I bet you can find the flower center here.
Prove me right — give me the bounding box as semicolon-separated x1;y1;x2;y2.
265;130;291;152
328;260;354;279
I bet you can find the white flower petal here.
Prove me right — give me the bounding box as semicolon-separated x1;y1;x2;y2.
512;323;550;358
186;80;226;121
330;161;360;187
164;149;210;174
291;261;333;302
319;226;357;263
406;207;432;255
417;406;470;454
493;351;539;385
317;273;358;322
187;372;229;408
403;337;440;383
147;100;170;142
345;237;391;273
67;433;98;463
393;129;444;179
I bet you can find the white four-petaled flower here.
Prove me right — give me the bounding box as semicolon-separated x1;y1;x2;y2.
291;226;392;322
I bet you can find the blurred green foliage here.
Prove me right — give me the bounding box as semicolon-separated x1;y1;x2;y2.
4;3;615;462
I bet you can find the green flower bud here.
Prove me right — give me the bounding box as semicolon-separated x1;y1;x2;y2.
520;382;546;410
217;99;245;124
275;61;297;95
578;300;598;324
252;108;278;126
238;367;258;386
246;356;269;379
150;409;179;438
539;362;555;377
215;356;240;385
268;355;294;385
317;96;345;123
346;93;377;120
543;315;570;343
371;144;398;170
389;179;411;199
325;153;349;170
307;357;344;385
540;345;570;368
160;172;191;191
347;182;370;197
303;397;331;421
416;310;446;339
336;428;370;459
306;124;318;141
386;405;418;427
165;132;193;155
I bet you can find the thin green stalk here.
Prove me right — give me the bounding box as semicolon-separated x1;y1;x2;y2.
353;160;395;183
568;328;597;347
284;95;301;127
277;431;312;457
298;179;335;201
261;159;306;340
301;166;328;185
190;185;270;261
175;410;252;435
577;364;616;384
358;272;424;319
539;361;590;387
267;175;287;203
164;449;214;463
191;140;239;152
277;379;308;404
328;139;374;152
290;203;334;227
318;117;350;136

▶ [Problem to solve] Nothing but the lines from the first line of the data through the line with "I bet you can find the green flower bud here." should be returned, exactly as they appear, both ends included.

▶ [Solution for this exercise]
I bet you can find the flower center here.
Prove me right — give me the bounding box as semicolon-separated x1;y1;x2;y2.
265;130;291;152
328;260;354;279
I bet you can find the white flower petal here.
Prove me right — give me the bounding box as semicolon-separated x1;y1;x2;y2.
512;323;550;358
186;80;226;121
330;161;360;187
164;149;210;174
291;261;333;302
319;226;357;263
406;207;432;255
417;406;470;454
493;351;539;385
317;273;358;322
187;372;229;408
403;337;440;383
147;100;170;142
345;237;391;273
67;433;98;463
393;129;444;179
I bet you can find the white four-petaled flower here.
Prove me right — give me the bounding box as semicolon-separated x1;y1;x2;y2.
291;226;392;322
I bet you can find the blurred green foliage here.
Prove me right — give me the bounding box as semicolon-separated x1;y1;x2;y2.
4;3;615;462
I bet you can find the green flower bud here.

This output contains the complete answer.